§ PROVIDED TEXT
*** Block opens ***
Where did God form this man?

I'm not sure I understand you. Presumably on bare earth, since we are told that the man was formed from the dirt of the ground, and God subsequently causes trees to grow around him and animals to appear. As with the first creation narrative, there is the sense of an existent but barren universe being coaxed into life and order, rather than the creation of something completely new.

I watched some documentaries this weeked on severl tomes that were omitted from the Christian bible. Have you studied much in this area? Do you think they were left out for a specific reason?

There are lots of books that didn't make it into the Bible. We've already talked about a lot of them earlier in the thread - if you specify which ones you mean it would be helpful!
 
:bump:

While google image searching "god behind bars" to try and get a nice Alt. Member Photo of Perfection, I came upon this blog.

Is experimental theology a serious academic subdiscipline of theology? What are your thoughts on it?
 
That's not a discipline; it's just his description of what he's doing. I think his point is that he's using insights from experimental psychology in his theological musings, so he calls it "experimental theology" in a slightly tongue-in-cheek way. If there were really such a thing as experimental theology I'm not sure how it would work - you'd probably have people praying in a laboratory or something...
 
I have a few questions, some of which might already have been asked:

1. What, in your opinion, is the best bible version, by which I mean the closest to the original text? My understanding is that with a lot of versions, a good bit gets lost in the translation.

2. Where did the idea of the Trinity first come up?

2b. Where did the Holy Spirit come from? The Father and Son are fairly obvious aspects, but that third one always confused me as to why it couldn't be considered as either the unification of the two, or as just a natural aspect of God. In fact, the Holy Spirit just confuses me in general.

3. Is there much theology discussion around earlier Western religions, like the Greek and Roman gods? I've studied them, but I still feel like I have no real understanding of the texts.

4. Can God create a rock he can't lift? j/k, I don't want to get into that, but I do want to ask can God split himself in two?

5. How exactly is the formation of the Trinity explained, or is it one of those "always just was" things?
*** Block closes ***
§ STUDY QUESTIONS
1. How would you translate this sentence from the theology forum thread into Spanish: "There are lots of books that didn't make it into the Bible."
2. Could you reproduce the theology forum thread word for word, beginning at the words that contain "1. What, in" and stopping after "me in general."?
3. Can you resume the theology forum thread, picking up right after its final sentence?
The rows have no connection to the theology forum thread.

§ DATA TO EXAMINE
*** Block opens ***
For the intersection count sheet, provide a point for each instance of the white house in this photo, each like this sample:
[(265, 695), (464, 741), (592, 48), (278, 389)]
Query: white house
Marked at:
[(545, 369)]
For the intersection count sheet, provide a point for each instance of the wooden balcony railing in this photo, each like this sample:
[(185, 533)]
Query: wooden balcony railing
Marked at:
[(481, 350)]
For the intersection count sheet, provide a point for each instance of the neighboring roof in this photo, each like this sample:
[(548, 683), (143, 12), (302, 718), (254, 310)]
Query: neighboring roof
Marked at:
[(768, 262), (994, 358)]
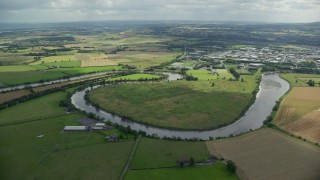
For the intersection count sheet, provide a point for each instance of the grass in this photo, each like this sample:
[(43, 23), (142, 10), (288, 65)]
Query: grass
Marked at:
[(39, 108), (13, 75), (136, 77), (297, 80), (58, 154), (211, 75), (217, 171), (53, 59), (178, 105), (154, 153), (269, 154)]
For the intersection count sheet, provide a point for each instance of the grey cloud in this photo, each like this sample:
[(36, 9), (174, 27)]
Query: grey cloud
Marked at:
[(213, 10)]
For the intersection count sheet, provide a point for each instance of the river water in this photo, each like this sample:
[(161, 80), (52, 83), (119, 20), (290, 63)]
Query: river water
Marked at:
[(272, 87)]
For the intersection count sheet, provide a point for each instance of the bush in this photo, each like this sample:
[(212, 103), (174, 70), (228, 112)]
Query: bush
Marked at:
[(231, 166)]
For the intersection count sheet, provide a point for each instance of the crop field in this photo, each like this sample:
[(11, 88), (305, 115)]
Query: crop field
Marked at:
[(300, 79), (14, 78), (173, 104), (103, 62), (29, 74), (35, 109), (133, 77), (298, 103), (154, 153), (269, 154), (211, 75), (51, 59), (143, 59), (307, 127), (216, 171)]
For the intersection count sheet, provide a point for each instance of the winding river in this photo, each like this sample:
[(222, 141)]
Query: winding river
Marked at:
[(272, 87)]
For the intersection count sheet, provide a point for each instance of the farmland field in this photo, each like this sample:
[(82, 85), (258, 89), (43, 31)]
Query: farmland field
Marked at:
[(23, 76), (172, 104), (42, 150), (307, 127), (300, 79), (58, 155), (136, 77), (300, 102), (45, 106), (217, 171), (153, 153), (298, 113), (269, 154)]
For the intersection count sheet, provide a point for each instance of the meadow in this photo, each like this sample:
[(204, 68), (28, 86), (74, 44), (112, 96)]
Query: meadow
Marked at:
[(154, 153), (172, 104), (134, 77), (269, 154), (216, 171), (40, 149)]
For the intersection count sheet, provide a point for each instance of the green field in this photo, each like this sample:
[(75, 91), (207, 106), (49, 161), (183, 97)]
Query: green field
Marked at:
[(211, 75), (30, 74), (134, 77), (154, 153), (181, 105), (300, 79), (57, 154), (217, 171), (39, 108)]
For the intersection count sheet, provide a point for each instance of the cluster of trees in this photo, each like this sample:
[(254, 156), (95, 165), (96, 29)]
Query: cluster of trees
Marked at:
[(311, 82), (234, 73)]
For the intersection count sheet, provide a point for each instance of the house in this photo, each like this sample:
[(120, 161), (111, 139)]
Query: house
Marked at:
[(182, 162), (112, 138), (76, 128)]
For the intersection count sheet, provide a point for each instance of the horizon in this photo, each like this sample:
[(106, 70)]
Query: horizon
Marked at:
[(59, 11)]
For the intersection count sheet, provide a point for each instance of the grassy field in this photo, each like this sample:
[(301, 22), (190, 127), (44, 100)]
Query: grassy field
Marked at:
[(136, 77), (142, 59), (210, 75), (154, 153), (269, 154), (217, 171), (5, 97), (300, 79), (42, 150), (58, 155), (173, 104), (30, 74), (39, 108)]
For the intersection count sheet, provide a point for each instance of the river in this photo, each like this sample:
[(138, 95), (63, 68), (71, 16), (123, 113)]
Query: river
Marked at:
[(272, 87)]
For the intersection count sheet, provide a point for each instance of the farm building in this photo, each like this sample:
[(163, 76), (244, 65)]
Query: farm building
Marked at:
*** Block closes ***
§ ANSWERS BELOW
1. Hay muchos libros que no llegaron a entrar en la Biblia.

2.
1. What, in your opinion, is the best bible version, by which I mean the closest to the original text? My understanding is that with a lot of versions, a good bit gets lost in the translation.

2. Where did the idea of the Trinity first come up?

2b. Where did the Holy Spirit come from? The Father and Son are fairly obvious aspects, but that third one always confused me as to why it couldn't be considered as either the unification of the two, or as just a natural aspect of God. In fact, the Holy Spirit just confuses me in general.

3.
6. This is perhaps the biggest problem I've had with Christianity that I can't say I've shared with other religions I've looked into: why? I don't believe I've seen a credible, logical answer given yet. By "why?", I mean why the mortal world, why not just heaven? God's own trial and error for potential souls or something?

7. How can you believe in determinism, hell, and a perfectly benevolent God? In fact, leave determinism out of that question and I still think it's pretty hard to understand.

7b. How can one believe in Free Will? Seriously, I eagerly await a logical explanation of this concept.

7c. What exactly is the point of hell, and what if any historical situations do you think may have influenced such ideology.

8. Where exactly did hell come from anyway? I'll have to reread the New Testament, but at least in the gospels I didn't see any direct references, save the wailing and gnashing of teeth, which doesn't seem extraordinarily specific. I in all likelihood missed it, though.

9. So can the Pope get rid of hell altogether? I thought I saw something to that extent was being put to a vote somewhere.

10. Why is casual sex considered a worse sin than creating an unsustainable population situation that causes massive suffering and death on a large scale?

11. Is there any radical difference between the general philosophical community and the theological one?

12. How does the Pope know when he's being infallible and when he's just being some guy with an opinion? Infallibility also confuses me.

13. How has the Christian theological tradition impacted Western history?



I know some of those were pretty big questions, so I expect I'll have to do some clarifying, but 'tis late. Thanks for this thread and the great posts, by the way. I have to say this is the first forum where I've actually learned something. A real treat on the internet.